• WHAT NEEDS TO BE DONE
Reproduce each of the lines below word for word.
┌────────
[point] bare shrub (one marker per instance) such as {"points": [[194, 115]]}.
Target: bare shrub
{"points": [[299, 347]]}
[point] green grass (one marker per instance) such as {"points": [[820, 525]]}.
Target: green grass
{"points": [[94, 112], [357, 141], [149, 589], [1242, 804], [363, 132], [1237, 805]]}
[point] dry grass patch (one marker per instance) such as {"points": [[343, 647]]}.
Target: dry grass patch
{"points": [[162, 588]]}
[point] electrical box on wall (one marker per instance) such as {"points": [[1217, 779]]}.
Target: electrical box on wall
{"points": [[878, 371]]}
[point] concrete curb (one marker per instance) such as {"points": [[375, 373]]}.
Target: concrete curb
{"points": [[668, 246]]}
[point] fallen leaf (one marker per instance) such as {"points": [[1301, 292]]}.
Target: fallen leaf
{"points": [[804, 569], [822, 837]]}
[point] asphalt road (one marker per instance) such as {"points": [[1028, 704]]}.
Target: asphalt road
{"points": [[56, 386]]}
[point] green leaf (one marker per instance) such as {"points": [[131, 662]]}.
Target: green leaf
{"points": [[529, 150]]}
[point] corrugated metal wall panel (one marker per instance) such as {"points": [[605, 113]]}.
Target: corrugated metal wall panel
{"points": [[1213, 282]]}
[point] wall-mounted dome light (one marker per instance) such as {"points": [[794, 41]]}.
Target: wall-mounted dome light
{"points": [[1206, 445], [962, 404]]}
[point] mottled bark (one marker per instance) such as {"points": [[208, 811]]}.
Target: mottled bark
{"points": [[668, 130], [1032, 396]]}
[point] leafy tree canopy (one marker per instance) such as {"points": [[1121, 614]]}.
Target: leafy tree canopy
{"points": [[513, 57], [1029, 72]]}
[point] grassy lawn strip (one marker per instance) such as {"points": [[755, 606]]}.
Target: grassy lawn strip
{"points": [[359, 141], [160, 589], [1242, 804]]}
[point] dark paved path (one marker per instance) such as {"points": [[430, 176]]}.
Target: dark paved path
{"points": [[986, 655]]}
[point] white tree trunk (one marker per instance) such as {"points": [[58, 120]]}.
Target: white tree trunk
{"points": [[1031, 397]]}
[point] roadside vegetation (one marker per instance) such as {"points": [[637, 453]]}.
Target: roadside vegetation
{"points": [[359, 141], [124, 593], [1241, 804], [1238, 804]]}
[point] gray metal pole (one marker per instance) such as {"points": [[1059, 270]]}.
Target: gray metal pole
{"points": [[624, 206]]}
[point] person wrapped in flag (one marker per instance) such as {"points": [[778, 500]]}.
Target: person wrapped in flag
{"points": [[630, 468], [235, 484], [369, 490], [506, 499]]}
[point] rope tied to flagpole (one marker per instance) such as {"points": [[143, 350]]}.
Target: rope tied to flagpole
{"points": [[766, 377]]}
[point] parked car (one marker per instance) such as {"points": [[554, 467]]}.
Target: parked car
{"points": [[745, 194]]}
└────────
• OUTPUT FOR THIS TASK
[point] bare shrub (one marker per instance) such as {"points": [[194, 115]]}.
Target: bare shrub
{"points": [[299, 347]]}
[point] green grass (one marker per instance) such as {"points": [[820, 525]]}.
Target: green grass
{"points": [[94, 112], [357, 141], [149, 589], [1242, 804], [363, 132], [1237, 805]]}
[point] dry grass patch (one marker per instance) such as {"points": [[343, 647]]}.
Target: dry grass patch
{"points": [[162, 588]]}
[point] electrical box on wall (one marker per instance) such as {"points": [[1217, 779]]}.
Target: electrical box on wall
{"points": [[878, 371]]}
[point] concrete curb (one marker per instance) such as {"points": [[375, 373]]}.
Target: concrete curb
{"points": [[668, 246]]}
[point] fallen leaf (one marker per instance) such as {"points": [[1301, 292]]}.
Target: fallen leaf
{"points": [[804, 569], [822, 837]]}
[point] asphalt road (one marker per instance) such as {"points": [[1028, 704]]}.
Target: asphalt road
{"points": [[56, 386]]}
[point] green leaf (one marker per instance) such as {"points": [[131, 662]]}.
Target: green leaf
{"points": [[529, 150]]}
[point] corrugated metal wall panel (one marker per instance) such as {"points": [[605, 113]]}.
Target: corrugated metal wall panel
{"points": [[1213, 282]]}
[point] wall-mounted dome light (one marker per instance) such as {"points": [[794, 41]]}.
Target: wall-mounted dome light
{"points": [[1206, 445], [962, 404]]}
[point] mottled bark (one marker per instance) such as {"points": [[208, 811]]}.
Target: mottled bark
{"points": [[668, 130], [1032, 396]]}
[point] leafy tree canopy (one marker per instance) such as {"points": [[1121, 614]]}.
Target: leafy tree canopy
{"points": [[513, 57], [1029, 72]]}
[point] grassy lawn strip (one marker per instance) such as {"points": [[755, 606]]}.
Target: grassy lawn strip
{"points": [[359, 141], [160, 589], [1242, 804]]}
[point] dark paved path (one marker per instance) such as {"points": [[430, 176]]}.
Target: dark paved path
{"points": [[986, 655]]}
[point] white tree trunk (one marker per instance) such as {"points": [[58, 120]]}.
Target: white tree trunk
{"points": [[1031, 397]]}
[point] roadside vegetation (one marker per instance) such as {"points": [[637, 453]]}.
Target: roadside vegetation
{"points": [[359, 141], [124, 593], [1241, 804], [1238, 804]]}
[point] gray metal pole (one marker per instance) such as {"points": [[1059, 270]]}.
Target: gray metal pole
{"points": [[624, 206]]}
[point] person wrapped in flag (one marker per instance) such as {"points": [[778, 500]]}.
Target: person wrapped in flag
{"points": [[630, 468], [235, 484], [369, 490], [506, 499]]}
[point] rope tied to flagpole (one marker per instance) such as {"points": [[143, 350]]}.
Target: rope tied to flagpole
{"points": [[766, 377]]}
[point] parked car (one marker per instance) such as {"points": [[554, 467]]}.
Target: parked car
{"points": [[745, 194]]}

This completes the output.